DATASET ENTRIES below:
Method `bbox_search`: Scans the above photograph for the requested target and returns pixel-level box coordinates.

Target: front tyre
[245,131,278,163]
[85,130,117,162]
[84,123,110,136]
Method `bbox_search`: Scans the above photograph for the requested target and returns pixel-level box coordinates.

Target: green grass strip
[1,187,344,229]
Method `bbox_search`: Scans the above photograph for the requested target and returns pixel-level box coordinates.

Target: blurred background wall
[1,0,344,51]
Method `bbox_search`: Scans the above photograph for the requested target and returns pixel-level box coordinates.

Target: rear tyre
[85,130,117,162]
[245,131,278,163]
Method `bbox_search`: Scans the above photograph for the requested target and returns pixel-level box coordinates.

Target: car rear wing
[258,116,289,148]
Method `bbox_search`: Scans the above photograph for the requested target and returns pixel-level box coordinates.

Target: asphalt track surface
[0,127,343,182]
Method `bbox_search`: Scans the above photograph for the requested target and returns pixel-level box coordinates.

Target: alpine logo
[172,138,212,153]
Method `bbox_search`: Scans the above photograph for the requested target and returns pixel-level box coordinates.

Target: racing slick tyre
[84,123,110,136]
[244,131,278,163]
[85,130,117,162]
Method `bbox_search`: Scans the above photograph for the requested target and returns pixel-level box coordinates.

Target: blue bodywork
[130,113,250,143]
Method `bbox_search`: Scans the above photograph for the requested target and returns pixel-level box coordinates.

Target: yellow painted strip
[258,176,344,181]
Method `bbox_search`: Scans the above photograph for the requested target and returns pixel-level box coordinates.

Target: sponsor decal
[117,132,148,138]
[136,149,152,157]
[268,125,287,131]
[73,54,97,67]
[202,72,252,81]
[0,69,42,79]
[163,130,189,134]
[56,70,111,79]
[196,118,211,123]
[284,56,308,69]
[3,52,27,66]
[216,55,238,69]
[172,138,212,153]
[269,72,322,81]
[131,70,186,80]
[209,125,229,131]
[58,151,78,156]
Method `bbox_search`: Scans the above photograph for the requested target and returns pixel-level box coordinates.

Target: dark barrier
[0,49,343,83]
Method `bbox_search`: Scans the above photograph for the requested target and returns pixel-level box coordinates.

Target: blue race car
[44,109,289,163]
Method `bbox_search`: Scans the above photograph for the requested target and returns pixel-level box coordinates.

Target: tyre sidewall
End of DATASET ENTRIES.
→ **WHAT IS BEING ASKED**: Copy the data exactly. Leave nothing out.

→ **TASK SOLUTION**:
Method `bbox_search`: Scans the above photograph for the requested target and returns pixel-level box coordinates.

Target: front tyre
[245,131,278,163]
[85,130,117,162]
[84,123,110,136]
Method `bbox_search`: Scans the above photograph for the requested target and returns pixel-level box coordinates.

Target: green grass strip
[1,187,344,229]
Method `bbox_search`: Scans the above photograph for the requested target and returns pixel-level box coordinates.

Target: blurred background wall
[1,0,344,51]
Method `bbox_search`: Scans the above photograph for the requested target and returns pixel-level box coordinates.

Target: rear tyre
[85,130,117,162]
[245,131,278,163]
Method `bbox_search`: Scans the above photograph for the requested target and returns pixel-level box coordinates.

Target: car rear wing
[258,116,289,148]
Method `bbox_search`: Scans the above photograph for the requested target and returns pixel-level box coordinates.

Target: asphalt track surface
[0,127,343,182]
Method `bbox_search`: Scans the above photograph for the requested target and returns pixel-level box coordinates.

Target: alpine logo
[172,138,212,153]
Method `bbox_search`: Scans the above photograph for the requested target and returns pixel-level box coordinates.

Target: racing slick tyre
[84,123,110,136]
[244,131,278,163]
[85,130,117,162]
Method `bbox_search`: Scans the above photograph for the requested target and returns pixel-level box coordinates.

Target: blue bodywork
[130,113,250,143]
Method `bbox_search`: Scans the above photograph for the requested target and returns pixel-level box coordinates.

Target: yellow painted strip
[258,176,344,181]
Method `bbox_search`: Scans the above photograph for the requested target and returns pixel-level box coordinates.

Target: sponsor decal
[117,132,148,138]
[136,149,152,157]
[268,125,287,131]
[73,54,97,67]
[202,72,252,81]
[0,69,42,79]
[163,130,189,134]
[56,70,111,79]
[196,118,211,123]
[284,56,308,69]
[3,52,27,66]
[216,55,238,69]
[172,138,212,153]
[269,72,322,81]
[131,70,186,80]
[209,125,229,131]
[58,151,78,156]
Method `bbox_search`: Scans the above photograph for the requested target and returns pixel-level box coordinates.

Target: dark barrier
[0,49,343,83]
Method `bbox_search`: Scans the above photograph for the requested target and returns pixel-level box coordinates.

Target: blue race car
[44,109,289,163]
Method `bbox_search`: Scans the above photograph for the requested target and returns pixel-level box coordinates.

Target: tyre sidewall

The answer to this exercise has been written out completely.